Tâche à réaliser
Pour chacune des affirmations suivantes, indiquez par oui ou par non si elle concorde avec l'extrait de page, en citant mot pour mot les termes qui tranchent : (a) le narrateur compte aller voir le film sur les islamistes au Mali ; (b) le narrateur tape son texte dans le train le matin ; (c) la maison de son enfance appartenait à sa famille.

═════ Extrait de page ═════

Le centre de ma vie est constitué par un grand vide une semaine sur deux et par quatre enfants la semaine d’après. On se pose des questions c’est bien normal et papa tu trouves ça bien cette idée-là ? Et ce film sur les islamistes au Mali, tu iras le voir ?

Non. Je n’irais pas. J’en ai soupé de la bêtise totale et crasse de la majorité humaine. Ce matin je tape dans le train ce texte pour que quatre-cent quatre vingt trois personnes au dernier recensement puissent le lire sans m’en dire grand-chose, parce que ça fait partie de leurs habitudes et des miennes. Si chaque texte valait un Euro sur Paypal™, je n’aurais plus aucun souci, mais tout est plus compliqué que cela.

Mais papa, nous, qu’est-ce que l’on va devenir ?

Voilà le genre de questions une semaine sur deux, pendant que nous arrivons dans la plaine et que le brouillard me rappelle les soirs de janvier de mon enfance quand je retrouvais ma mère qui repassait devant la télé, dans une maison pas à nous et franchement sombre. Que vais-je leur laisser de leurs janviers à eux ?

Des doutes.

═════ Données enregistrées ═════

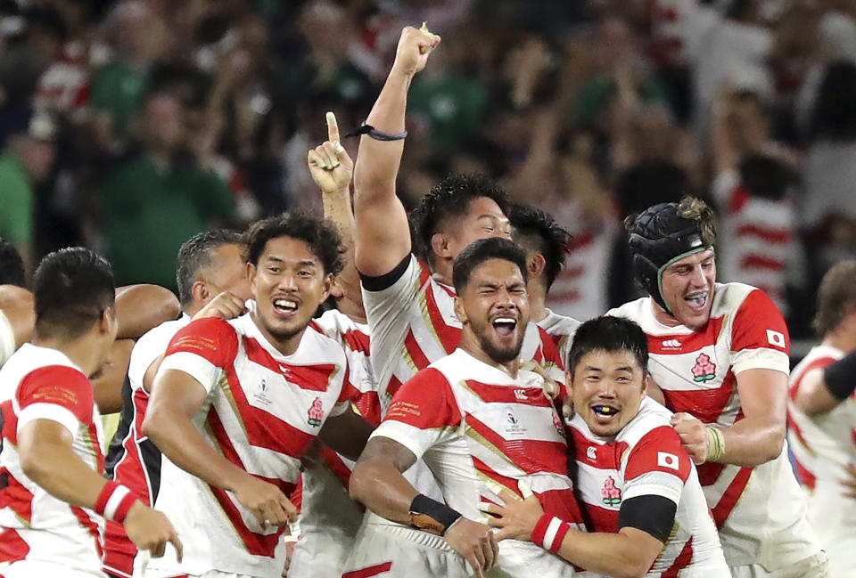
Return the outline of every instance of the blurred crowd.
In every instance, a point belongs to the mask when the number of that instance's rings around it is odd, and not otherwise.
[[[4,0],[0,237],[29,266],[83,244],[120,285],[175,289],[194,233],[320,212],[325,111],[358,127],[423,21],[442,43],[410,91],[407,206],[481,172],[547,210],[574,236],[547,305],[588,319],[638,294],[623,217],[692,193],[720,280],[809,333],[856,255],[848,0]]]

═════

Solution du problème
(a) Non : « Non. Je n’irais pas. »
(b) Oui : « Ce matin je tape dans le train ce texte »
(c) Non : « dans une maison pas à nous et franchement sombre »